Top of Passage provided

In the last few decades, the frequency and spectrum of antimicrobial-resistant infections have increased tremendously. Certain infections that are essentially untreatable have begun to occur as epidemics both in the developing world and even in institutional settings in the United States and other developed regions (FAO, OIE, WHO, 2003). This antimicrobial resistance is resulting in increased morbidity, mortality, and health-care costs (Cohen, 1992). In these outbreaks E. coli is major pathogen and food and water borne outbreaks of E. coli have been documented from a number of countries (Bartlett, 1996; Ogden et al., 2001). E. coli is a member of fecal coliforms that contaminate the drinking water from human and animal fecal waste. In developing countries including India, drinking water supply lines and waste water drainage system are laid side by side, thus increasing the chances of water contamination (Malik et al., 1996).
| Fig. 1: | The percentage of antibiotic resistance of E. coli isolates to nine antibiotics, ST: Streptomycin, CK: Chloramphenicol, AK: Amikacin, AP: Ampicillin, CP: Cephalaxin, TE: Tetracycline, GM: Gentamicin, CF: Ciprofloxacin, NK: Norfloxacin |
| Fig. 2: | Sensitivity percentage of E. coli isolates to antibiotics. ST: Streptomycin, CK: Chloramphenicol, AK: Amikacin, AP: Ampicillin, CP: Cephalaxin, TE: Tetracycline, GM: Gentamicin, CF: Ciprofloxacin, Nk: Norfloxacin |
Various studies have shown the resistance of E. coli in river water (Walia et al., 2004; Patoli et al., 2010; Romeu Alvarez et al., 2012). The presence of resistance against fluoroquinolones is also supported by Hooper (2001) as the emergence of resistance to the beta-lactams and the fluoroquinolone antibiotics which has become more serious in recent decades is mainly due to the broad use of fluoroquinolones (Romeu Alvarez et al., 2012). This problem is compounded by the continued emergence of antibiotic resistance to a growing number of antibiotics; i.e., carbenicillin, tetracycline, streptomycin (Walia et al. 2004) norfloxacin, amoxycillin, trimethoprim, nitrofurantoin (Goettsch et al., 2000) and nalidixic acid, gentamicin, cefuroxime (Shehabi et al., 2004) etc. Injudicious use of antibiotics is the main factor resulting in this emergence, selection and dissemination of drug-resistant pathogens in human as well as veterinary medicine (Smith et al., 2005; Verma et al., 2007; Sukumaran et al., 2012; Kumar et al., 2012, 2013). Therefore, there is a need for continuous surveillance of antimicrobial resistance trends worldwide particularly among organisms resident in the gastrointestinal tract of farm-animals. These organisms are also implicated in infectious diseases in human as these might be the major source of water contamination. Implementing antibiotic use strategies at all levels will decrease the risk and the clinical threat posed by antimicrobial resistance due to use and misuse of antibiotics.

Bottom of Passage provided

# [What to do]
Answer these questions about the passage on antibiotic resistance in E. coli:
(a) In developing countries including India, what arrangement of water infrastructure increases the chances of water contamination?
(b) Which antibiotic does the abbreviation CF stand for in the figure captions?
(c) What does the passage name as the main factor in the emergence, selection and dissemination of drug-resistant pathogens?

Top of Excerpted records

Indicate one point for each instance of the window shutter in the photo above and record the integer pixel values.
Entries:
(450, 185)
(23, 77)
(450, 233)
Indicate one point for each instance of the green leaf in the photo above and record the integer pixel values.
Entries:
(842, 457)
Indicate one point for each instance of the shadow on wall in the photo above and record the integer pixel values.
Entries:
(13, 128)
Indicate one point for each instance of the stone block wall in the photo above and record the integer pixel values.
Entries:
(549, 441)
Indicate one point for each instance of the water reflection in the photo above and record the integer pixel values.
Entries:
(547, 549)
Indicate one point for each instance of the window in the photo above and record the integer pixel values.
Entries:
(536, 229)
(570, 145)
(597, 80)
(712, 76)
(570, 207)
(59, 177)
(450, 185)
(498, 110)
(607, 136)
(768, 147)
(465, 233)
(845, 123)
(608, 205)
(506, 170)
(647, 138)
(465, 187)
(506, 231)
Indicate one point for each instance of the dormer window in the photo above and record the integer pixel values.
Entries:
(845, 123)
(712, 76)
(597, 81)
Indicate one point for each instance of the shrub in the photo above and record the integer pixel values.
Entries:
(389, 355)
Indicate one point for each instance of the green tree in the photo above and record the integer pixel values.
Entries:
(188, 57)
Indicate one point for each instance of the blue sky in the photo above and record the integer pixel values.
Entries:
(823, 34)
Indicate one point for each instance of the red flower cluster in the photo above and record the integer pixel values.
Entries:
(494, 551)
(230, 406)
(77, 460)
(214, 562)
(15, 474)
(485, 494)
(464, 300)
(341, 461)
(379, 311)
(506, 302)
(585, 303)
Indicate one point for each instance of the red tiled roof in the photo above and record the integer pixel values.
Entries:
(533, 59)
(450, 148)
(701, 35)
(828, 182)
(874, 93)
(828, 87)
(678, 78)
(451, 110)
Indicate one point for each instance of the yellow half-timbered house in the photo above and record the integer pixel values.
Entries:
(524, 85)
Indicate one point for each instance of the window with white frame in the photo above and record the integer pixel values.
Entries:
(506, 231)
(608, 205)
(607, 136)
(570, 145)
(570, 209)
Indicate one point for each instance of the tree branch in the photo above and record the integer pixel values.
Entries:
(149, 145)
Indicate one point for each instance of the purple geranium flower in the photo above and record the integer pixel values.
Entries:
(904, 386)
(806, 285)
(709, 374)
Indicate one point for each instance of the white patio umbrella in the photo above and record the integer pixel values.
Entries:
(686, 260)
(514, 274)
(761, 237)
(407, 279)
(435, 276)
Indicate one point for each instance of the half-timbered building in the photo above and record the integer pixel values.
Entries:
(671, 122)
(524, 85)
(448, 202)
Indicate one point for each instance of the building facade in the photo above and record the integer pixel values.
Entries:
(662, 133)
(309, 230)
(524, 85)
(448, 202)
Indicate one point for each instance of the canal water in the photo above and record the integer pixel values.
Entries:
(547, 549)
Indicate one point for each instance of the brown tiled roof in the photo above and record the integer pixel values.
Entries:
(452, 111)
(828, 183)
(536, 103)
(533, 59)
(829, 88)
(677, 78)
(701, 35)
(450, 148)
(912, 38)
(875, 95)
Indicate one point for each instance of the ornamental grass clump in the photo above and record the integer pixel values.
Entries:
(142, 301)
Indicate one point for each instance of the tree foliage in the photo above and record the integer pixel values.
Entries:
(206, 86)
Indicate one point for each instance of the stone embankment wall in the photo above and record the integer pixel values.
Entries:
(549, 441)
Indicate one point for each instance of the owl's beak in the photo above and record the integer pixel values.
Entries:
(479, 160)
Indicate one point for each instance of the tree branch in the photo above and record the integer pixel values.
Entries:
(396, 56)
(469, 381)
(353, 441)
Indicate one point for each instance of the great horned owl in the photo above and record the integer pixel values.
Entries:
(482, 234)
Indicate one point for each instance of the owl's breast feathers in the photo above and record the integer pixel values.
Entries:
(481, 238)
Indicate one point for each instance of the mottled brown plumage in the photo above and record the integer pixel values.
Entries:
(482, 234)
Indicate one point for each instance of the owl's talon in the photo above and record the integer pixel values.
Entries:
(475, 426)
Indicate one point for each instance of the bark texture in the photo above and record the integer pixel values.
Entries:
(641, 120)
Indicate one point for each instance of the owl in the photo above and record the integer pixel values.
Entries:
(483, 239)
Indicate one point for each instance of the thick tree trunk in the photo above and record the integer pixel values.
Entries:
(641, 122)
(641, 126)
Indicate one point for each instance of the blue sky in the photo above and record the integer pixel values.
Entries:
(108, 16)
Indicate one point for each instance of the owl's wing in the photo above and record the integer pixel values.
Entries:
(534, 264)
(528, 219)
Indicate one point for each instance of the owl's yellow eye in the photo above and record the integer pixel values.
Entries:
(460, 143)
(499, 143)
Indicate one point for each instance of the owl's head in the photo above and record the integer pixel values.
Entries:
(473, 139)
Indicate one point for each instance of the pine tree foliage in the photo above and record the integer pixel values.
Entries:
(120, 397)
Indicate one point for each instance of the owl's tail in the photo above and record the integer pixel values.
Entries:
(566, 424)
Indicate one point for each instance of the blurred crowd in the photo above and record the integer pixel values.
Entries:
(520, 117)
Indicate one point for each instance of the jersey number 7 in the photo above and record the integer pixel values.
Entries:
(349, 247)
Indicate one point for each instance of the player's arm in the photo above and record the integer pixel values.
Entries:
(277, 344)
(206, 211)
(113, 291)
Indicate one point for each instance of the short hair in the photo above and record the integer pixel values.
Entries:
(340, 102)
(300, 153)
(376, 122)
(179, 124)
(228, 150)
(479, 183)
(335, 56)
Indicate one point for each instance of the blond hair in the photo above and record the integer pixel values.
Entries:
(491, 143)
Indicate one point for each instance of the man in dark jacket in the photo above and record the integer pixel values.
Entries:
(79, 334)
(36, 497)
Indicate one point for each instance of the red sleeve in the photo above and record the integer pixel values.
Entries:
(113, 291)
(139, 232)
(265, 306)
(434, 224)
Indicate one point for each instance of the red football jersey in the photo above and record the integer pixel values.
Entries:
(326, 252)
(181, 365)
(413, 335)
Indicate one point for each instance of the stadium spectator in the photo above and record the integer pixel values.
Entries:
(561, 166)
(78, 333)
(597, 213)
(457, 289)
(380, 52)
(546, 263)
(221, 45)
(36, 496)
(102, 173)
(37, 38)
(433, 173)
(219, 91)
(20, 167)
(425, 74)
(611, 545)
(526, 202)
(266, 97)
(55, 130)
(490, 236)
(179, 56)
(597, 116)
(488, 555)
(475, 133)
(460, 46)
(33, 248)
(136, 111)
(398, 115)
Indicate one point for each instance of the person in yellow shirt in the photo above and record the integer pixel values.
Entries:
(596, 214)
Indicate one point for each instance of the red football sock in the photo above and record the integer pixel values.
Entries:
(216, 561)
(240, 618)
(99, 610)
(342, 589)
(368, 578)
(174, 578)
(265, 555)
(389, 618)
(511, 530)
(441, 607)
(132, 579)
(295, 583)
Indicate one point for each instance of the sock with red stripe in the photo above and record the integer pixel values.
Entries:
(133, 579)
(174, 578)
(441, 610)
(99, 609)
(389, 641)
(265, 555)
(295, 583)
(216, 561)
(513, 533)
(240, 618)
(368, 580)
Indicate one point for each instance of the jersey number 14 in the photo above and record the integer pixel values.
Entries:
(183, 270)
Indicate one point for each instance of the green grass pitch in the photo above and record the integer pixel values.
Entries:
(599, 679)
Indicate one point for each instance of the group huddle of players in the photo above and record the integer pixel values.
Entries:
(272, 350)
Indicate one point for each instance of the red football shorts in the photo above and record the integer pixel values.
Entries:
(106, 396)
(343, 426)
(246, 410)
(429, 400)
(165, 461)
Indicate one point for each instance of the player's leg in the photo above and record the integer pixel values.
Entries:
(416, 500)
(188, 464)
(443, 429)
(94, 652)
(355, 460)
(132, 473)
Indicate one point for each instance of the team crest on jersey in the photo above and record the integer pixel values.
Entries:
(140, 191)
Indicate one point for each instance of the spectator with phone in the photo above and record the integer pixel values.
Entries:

Bottom of Excerpted records

# [Answer area]
(a) Drinking water supply lines and waste water drainage systems are laid side by side.
(b) Ciprofloxacin.
(c) Injudicious use of antibiotics.